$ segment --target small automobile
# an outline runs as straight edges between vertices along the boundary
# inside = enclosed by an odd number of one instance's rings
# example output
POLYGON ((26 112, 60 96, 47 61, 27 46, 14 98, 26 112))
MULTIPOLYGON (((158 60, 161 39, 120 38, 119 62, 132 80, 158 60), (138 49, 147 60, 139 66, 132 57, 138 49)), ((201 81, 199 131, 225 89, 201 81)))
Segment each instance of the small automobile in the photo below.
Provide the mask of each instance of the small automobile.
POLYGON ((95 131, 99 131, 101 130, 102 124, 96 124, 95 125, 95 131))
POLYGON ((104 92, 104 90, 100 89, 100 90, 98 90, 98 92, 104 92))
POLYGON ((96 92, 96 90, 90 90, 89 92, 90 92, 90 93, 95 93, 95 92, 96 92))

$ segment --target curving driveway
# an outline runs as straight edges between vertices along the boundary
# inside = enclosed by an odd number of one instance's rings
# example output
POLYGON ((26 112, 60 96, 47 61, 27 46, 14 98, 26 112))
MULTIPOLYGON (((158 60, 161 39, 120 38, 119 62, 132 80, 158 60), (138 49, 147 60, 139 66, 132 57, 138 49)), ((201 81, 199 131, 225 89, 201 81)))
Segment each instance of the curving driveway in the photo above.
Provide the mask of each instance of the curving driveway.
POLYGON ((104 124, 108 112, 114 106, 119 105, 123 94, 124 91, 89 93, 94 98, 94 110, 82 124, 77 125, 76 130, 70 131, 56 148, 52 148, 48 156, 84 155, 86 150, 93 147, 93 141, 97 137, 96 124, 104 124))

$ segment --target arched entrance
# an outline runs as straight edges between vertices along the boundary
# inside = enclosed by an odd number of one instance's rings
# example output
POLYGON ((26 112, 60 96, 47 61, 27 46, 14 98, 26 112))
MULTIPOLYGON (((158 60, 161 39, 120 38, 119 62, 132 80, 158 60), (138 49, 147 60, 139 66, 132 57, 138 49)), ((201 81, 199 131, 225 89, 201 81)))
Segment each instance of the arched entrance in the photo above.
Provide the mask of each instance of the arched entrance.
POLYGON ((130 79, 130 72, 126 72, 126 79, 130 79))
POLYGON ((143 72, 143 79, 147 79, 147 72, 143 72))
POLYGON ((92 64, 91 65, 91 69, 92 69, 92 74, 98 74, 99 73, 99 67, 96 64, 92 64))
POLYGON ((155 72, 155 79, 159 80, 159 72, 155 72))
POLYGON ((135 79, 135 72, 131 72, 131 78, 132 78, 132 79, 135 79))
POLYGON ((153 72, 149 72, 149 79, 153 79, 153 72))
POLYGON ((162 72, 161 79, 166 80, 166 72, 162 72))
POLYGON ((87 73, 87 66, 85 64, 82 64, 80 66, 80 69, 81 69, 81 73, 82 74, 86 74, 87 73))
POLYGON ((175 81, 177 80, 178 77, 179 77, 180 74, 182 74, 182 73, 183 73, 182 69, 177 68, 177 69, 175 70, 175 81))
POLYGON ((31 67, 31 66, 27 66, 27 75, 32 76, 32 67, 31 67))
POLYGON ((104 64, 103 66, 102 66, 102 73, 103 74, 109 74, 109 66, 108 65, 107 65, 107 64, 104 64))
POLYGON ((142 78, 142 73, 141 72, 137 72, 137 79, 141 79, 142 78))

■ Stated problem ■
Put every line of the material above into a numbered list, leaving out the blank lines.

■ Task response ■
1. $ segment --target small automobile
2. # an outline runs as straight edges between vertices along the boundary
3. # inside = enclosed by an odd number of one instance's rings
4. # example output
5. POLYGON ((26 112, 60 96, 47 61, 27 46, 14 98, 26 112))
6. MULTIPOLYGON (((158 60, 161 39, 120 38, 119 62, 132 80, 158 60), (138 49, 147 60, 139 66, 132 57, 138 49)), ((201 81, 199 131, 225 89, 201 81)))
7. Segment each instance of the small automobile in the photo below.
8. Provide the mask of each instance of the small automobile.
9. POLYGON ((95 131, 99 131, 101 130, 102 124, 96 124, 95 125, 95 131))
10. POLYGON ((104 92, 104 90, 100 89, 100 90, 98 90, 98 92, 104 92))
11. POLYGON ((96 92, 96 90, 90 90, 89 92, 90 92, 90 93, 95 93, 95 92, 96 92))
12. $ segment --target curving driveway
13. # an outline runs as straight edges between vertices along the boundary
14. # inside = enclosed by an odd number of one instance's rings
15. # example output
16. POLYGON ((26 112, 60 96, 47 61, 27 46, 14 98, 26 112))
17. MULTIPOLYGON (((158 60, 161 39, 120 38, 119 62, 132 80, 158 60), (138 49, 147 60, 139 66, 132 57, 138 49)), ((201 81, 199 131, 225 89, 201 81)))
18. Segment each instance of the curving driveway in the photo above.
19. Provide the mask of each instance of the curving driveway.
20. POLYGON ((104 124, 108 112, 114 106, 119 105, 123 94, 124 91, 89 93, 94 98, 94 110, 82 124, 77 125, 76 130, 70 131, 56 148, 52 148, 48 156, 84 155, 86 150, 93 147, 93 141, 97 137, 96 124, 104 124))
21. $ segment --target arched entrance
22. # an outline runs as straight edges between vertices along the boundary
23. # inside = enclosed by an odd number of one instance's rings
24. # example output
25. POLYGON ((26 112, 60 96, 47 61, 27 46, 14 98, 26 112))
26. MULTIPOLYGON (((158 60, 161 39, 120 38, 119 62, 132 80, 158 60), (138 49, 147 60, 139 66, 132 57, 138 49)), ((201 81, 199 131, 225 89, 201 81)))
27. Segment each instance of the arched entrance in the photo above.
28. Provide the mask of each instance of the arched entrance.
29. POLYGON ((130 79, 130 72, 126 72, 126 79, 130 79))
30. POLYGON ((143 72, 143 79, 147 79, 147 72, 143 72))
31. POLYGON ((92 64, 91 65, 91 69, 92 69, 92 74, 98 74, 99 73, 99 67, 96 64, 92 64))
32. POLYGON ((155 72, 155 79, 159 80, 159 72, 155 72))
33. POLYGON ((135 79, 135 72, 131 72, 131 78, 132 78, 132 79, 135 79))
34. POLYGON ((153 72, 149 72, 149 79, 153 79, 153 72))
35. POLYGON ((162 72, 161 79, 166 80, 166 72, 162 72))
36. POLYGON ((87 73, 87 66, 85 64, 82 64, 80 66, 80 69, 81 69, 81 73, 82 74, 86 74, 87 73))
37. POLYGON ((175 81, 177 80, 178 77, 179 77, 180 74, 182 74, 182 73, 183 73, 182 69, 177 68, 177 69, 175 70, 175 81))
38. POLYGON ((31 67, 31 66, 27 66, 27 75, 32 76, 32 67, 31 67))
39. POLYGON ((104 64, 103 66, 102 66, 102 73, 103 74, 109 74, 109 66, 108 65, 107 65, 107 64, 104 64))
40. POLYGON ((142 78, 142 73, 141 72, 137 72, 137 79, 141 79, 142 78))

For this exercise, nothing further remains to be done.